» PROMPT 1:
In the rows below the text, retype the part that opens with the line containing "the yellow bridge" and runs through the last row, keeping every character unchanged.

» SOURCE:
* START *

Categories: Humor

A Funny Thing Happened on the Way to Work

Over a long business career, there were the occasional funny incidents that helped to make up for the pressures and frustrations that come with every business.

Among other things, there were a few years when I taught at our local adult education college. One night I was teaching an evening business class and we started talking about some of the problems that seem to pop up almost daily in a business. One older gentleman in the front row raised his hand and asked me, “When do you get to the point where you don’t have any more problems?” From his demeanor I had to assume that he was serious but it was such a naive question that I had to struggle to keep from laughing. Then I had to tell him that the only time you never have any more problems is when you die.

Here are a few more funny things that have happened to me along the way.

One Friday afternoon I interviewed and hired a young man as a shop helper. (By the way, you probably know that the job of shop helper is for people with little to zero experience.) I told him to report to work the following Monday morning. Promptly at 8:00 o’clock the next Monday morning he came in to my office and I gave him the usual employment and withholding forms to fill out. A half hour later I walked him out to our shop and introduced him to Bill, his new supervisor. About an hour and a half later, (I repeat, an hour and a half later) I looked up to see him standing in the doorway to my office. The conversation went like this:

Me– “Hi, what’s up?”
Him – “I’m quitting.”
Me – “Really? How come?”
Him – “I’m not getting ahead.”

I was running a small company that was a contract sawing service. Customers would send us bars of material such as steel, aluminum or brass and we would cut it into slabs for them. We charged by the cut so it was important to keep an accurate count of how many pieces in each job. One day I took my new truck driver to our loading dock where the bed of the truck was loaded with many boxes of cut material. Pointing to the bed of the truck I said, “Count these for me, please.” From there the conversation went like this:

He said, “All of them?”

That question surprised me for a moment but then I said, with a huge grin on my face, “No, I tell you what. Let’s save some time. Count half of them and I’ll multiply by two.”

And he did.

One day I was interviewing another candidate for a job and just as we were almost finished, he asked me, “How much do you pay?”

* END *

» PROMPT 2:
Echo word for word the part of the humor piece above that opens with the words "A Funny Thing" and closes with "with every business.".

» DATA ENTRIES:
* START *

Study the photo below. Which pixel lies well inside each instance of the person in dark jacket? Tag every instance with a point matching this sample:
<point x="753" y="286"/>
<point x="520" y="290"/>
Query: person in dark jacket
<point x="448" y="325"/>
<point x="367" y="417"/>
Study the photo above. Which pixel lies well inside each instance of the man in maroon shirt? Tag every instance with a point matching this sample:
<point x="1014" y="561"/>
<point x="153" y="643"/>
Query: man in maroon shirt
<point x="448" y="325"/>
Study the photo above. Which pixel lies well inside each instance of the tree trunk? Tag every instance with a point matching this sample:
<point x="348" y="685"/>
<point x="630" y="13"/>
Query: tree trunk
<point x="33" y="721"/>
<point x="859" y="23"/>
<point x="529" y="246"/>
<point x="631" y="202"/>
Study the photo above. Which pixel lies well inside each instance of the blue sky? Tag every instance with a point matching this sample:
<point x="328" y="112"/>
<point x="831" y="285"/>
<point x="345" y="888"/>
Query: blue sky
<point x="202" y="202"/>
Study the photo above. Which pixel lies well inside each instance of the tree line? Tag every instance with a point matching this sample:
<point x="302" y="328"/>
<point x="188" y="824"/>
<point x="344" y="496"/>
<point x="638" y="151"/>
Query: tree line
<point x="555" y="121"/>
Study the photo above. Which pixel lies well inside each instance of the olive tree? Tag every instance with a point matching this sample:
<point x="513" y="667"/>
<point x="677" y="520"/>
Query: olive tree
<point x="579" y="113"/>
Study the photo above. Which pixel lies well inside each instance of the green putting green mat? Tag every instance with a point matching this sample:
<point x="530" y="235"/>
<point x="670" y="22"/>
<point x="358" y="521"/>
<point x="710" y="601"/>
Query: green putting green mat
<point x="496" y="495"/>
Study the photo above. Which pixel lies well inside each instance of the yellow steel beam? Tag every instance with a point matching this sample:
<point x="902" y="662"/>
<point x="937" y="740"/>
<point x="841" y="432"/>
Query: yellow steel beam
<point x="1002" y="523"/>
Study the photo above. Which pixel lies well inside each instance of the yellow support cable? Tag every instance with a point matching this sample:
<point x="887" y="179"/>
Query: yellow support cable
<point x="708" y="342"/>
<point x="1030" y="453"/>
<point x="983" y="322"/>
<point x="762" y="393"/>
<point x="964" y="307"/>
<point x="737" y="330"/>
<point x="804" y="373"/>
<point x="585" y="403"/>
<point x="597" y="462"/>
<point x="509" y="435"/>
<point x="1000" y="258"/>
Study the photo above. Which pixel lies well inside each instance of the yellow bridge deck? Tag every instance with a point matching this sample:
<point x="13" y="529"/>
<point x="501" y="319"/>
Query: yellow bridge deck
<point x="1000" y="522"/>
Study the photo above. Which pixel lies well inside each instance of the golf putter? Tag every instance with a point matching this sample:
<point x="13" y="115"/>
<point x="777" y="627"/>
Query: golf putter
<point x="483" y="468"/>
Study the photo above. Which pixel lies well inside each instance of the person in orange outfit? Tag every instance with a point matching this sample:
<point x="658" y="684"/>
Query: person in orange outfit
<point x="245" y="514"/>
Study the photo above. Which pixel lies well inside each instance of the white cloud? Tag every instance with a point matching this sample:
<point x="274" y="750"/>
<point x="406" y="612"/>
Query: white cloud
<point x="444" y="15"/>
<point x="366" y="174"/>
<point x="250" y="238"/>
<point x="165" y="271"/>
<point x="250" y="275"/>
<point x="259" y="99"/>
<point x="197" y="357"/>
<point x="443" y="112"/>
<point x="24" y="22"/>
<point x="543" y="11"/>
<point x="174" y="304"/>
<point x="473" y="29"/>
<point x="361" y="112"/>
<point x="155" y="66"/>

* END *

» CORRECT ANSWER 1:
Study the photo above. Which pixel lies well inside each instance of the yellow bridge deck? Tag every instance with a point matching this sample:
<point x="13" y="529"/>
<point x="501" y="319"/>
Query: yellow bridge deck
<point x="1000" y="522"/>
Study the photo above. Which pixel lies well inside each instance of the golf putter? Tag every instance with a point matching this sample:
<point x="13" y="115"/>
<point x="777" y="627"/>
Query: golf putter
<point x="483" y="468"/>
Study the photo above. Which pixel lies well inside each instance of the person in orange outfit? Tag every instance with a point matching this sample:
<point x="658" y="684"/>
Query: person in orange outfit
<point x="245" y="514"/>
Study the photo above. Which pixel lies well inside each instance of the white cloud? Tag every instance with a point matching this sample:
<point x="274" y="750"/>
<point x="406" y="612"/>
Query: white cloud
<point x="444" y="15"/>
<point x="366" y="174"/>
<point x="250" y="238"/>
<point x="165" y="271"/>
<point x="250" y="275"/>
<point x="259" y="99"/>
<point x="197" y="357"/>
<point x="443" y="112"/>
<point x="24" y="22"/>
<point x="543" y="11"/>
<point x="174" y="304"/>
<point x="473" y="29"/>
<point x="361" y="112"/>
<point x="155" y="66"/>

» CORRECT ANSWER 2:
A Funny Thing Happened on the Way to Work

Over a long business career, there were the occasional funny incidents that helped to make up for the pressures and frustrations that come with every business.